Dans le rang des courtisans du Chef de l’Etat et des barrons de la majorité présidentielle, le Ramu est une réforme réussie. Depuis le vendredi 21 juin 2013 où elle a été lancée, on ne cesse de s’en féliciter dans cette coterie politique. Le Chef de l’Etat peut désormais l’utiliser à bon escient, comme un instrument de propagande politique. La dernière fois, au Port de Cotonou, face aux dockers, il a promis de leur offrir le Ramu en cadeau. Quelques jours après, c’est Dominique Tagbodji, un de ses disciples, Coordonnateur Fcbe de la Commune de Sèmè Kpodji, qui débarque chez lui, mobilise quelques parents et amis politiques, et propose d’en prendre, avec ses millions, un grand nombre avec eux pour les inscrire pour le nouveau projet. En retour, il leur demande de soutenir la révision de la Constitution. Le gouvernement tombe là dans un triomphalisme béat, pour un projet dont on ne peut encore citer une seule personne qui ait pu déjà bénéficier de ses avantages. En effet, le Ramu, tel que conçu par le gouvernement, a tout l’air d’un mort-né, d’un projet qui pose problème dans son opérationnalisation. Mais, en attendant la nature juridique du texte qui le fonde, il essuie les premières critiques des juristes.

Travail demandé:
Répondez brièvement à ces questions sur le passage consacré au Ramu.
(a) À quelle date le Ramu a-t-il été lancé ?
(b) Qu'est-ce que le Chef de l'État a promis aux dockers au Port de Cotonou ?
(c) Que Dominique Tagbodji demande-t-il en retour à ceux qu'il propose d'inscrire ?

Données de l'exercice:
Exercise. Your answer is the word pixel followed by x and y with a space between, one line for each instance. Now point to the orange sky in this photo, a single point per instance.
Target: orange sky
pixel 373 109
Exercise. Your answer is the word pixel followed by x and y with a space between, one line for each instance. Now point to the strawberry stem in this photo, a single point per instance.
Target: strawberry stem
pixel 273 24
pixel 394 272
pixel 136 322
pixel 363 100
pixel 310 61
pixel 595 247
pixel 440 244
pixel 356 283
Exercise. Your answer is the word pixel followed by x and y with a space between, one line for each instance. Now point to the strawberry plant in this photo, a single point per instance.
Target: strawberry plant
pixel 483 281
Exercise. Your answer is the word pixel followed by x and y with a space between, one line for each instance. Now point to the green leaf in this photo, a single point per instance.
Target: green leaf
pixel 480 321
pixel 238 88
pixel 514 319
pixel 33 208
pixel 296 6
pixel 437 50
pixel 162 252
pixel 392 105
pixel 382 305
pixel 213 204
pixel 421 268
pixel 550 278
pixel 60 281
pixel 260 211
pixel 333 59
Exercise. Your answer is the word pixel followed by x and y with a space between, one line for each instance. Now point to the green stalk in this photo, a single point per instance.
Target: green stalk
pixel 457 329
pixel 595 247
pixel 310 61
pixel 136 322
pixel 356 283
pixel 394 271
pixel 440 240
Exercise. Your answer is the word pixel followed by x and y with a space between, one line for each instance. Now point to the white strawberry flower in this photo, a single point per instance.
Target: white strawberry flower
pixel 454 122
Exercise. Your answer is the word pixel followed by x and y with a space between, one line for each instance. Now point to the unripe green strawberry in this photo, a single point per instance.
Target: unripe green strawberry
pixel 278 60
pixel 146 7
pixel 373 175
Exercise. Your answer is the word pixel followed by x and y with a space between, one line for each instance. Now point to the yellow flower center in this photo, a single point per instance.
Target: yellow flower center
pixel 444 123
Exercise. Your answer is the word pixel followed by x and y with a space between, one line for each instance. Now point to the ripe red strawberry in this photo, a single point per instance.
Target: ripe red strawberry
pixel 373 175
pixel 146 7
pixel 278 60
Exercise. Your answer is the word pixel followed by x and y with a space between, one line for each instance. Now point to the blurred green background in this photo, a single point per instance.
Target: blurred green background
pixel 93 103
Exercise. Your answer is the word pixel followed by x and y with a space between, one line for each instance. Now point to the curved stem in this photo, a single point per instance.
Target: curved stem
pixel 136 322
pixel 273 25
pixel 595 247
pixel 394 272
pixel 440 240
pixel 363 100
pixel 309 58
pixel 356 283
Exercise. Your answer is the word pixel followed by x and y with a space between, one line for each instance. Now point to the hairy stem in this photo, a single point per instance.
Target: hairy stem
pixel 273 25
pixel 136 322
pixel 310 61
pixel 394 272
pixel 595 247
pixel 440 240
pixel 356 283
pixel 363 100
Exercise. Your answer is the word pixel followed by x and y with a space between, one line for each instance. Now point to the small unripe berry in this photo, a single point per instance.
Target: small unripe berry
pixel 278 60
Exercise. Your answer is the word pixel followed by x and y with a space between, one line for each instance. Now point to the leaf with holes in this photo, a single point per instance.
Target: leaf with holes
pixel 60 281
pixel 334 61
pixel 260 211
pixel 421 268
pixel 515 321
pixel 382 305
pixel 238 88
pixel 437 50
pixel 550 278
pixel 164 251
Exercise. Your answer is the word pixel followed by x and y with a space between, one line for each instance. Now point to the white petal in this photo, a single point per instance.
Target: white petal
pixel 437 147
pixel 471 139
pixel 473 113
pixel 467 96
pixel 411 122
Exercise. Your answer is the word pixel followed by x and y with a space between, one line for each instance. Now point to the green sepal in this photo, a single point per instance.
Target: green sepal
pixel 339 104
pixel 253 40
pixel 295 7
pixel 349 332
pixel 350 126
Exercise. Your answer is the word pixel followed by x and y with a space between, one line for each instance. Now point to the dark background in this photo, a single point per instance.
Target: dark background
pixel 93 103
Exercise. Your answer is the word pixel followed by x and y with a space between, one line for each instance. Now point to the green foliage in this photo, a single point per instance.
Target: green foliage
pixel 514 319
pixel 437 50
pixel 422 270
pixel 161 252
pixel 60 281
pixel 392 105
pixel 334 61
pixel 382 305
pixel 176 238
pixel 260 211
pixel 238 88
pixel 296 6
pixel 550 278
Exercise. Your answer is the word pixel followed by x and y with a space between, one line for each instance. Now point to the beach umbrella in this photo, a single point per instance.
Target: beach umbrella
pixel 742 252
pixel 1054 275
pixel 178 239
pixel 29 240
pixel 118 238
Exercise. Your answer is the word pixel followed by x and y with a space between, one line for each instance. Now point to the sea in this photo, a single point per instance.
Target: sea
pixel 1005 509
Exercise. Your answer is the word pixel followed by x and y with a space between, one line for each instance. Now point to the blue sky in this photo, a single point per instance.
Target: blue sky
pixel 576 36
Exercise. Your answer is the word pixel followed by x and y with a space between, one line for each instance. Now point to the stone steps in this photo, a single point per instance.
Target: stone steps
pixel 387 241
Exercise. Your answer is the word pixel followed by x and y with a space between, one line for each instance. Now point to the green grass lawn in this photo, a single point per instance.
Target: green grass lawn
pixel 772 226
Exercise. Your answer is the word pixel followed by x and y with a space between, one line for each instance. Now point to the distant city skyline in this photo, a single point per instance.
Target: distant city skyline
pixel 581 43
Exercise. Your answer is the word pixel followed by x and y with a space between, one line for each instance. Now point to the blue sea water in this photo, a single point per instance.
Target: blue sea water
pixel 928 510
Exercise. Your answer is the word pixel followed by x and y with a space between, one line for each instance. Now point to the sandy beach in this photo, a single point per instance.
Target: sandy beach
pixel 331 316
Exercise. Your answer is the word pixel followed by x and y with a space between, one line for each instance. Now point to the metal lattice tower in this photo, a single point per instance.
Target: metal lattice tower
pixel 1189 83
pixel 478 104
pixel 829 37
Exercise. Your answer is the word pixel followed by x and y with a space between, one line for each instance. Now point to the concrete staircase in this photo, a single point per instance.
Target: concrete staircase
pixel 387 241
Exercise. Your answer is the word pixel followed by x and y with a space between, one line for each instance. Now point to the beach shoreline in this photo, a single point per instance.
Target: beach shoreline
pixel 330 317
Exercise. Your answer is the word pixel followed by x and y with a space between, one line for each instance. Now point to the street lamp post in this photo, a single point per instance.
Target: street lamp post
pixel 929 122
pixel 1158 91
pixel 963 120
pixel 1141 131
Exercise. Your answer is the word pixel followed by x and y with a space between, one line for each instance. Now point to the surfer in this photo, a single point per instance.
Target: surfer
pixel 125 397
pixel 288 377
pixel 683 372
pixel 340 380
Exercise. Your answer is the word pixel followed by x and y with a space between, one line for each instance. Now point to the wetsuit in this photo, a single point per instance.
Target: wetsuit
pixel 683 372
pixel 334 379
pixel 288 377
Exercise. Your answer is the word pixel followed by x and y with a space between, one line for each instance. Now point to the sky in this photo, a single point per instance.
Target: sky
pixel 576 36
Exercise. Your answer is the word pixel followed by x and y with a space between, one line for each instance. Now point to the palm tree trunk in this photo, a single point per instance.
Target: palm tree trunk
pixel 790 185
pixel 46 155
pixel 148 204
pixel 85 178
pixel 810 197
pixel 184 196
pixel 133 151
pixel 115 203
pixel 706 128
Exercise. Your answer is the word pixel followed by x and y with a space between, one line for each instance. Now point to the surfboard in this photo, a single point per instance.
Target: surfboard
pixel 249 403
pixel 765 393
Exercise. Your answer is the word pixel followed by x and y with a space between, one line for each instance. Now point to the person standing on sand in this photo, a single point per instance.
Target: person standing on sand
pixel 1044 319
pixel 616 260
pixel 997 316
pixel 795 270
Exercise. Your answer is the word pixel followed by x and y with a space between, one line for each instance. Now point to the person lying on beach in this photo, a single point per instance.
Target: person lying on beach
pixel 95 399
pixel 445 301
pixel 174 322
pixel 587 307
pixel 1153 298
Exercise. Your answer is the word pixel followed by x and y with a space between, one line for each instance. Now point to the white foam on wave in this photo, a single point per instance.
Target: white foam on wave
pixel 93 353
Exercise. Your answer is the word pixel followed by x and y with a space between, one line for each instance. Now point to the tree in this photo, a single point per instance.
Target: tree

Réponse attendue:
(a) Le vendredi 21 juin 2013.
(b) Il a promis de leur offrir le Ramu en cadeau.
(c) Il leur demande de soutenir la révision de la Constitution.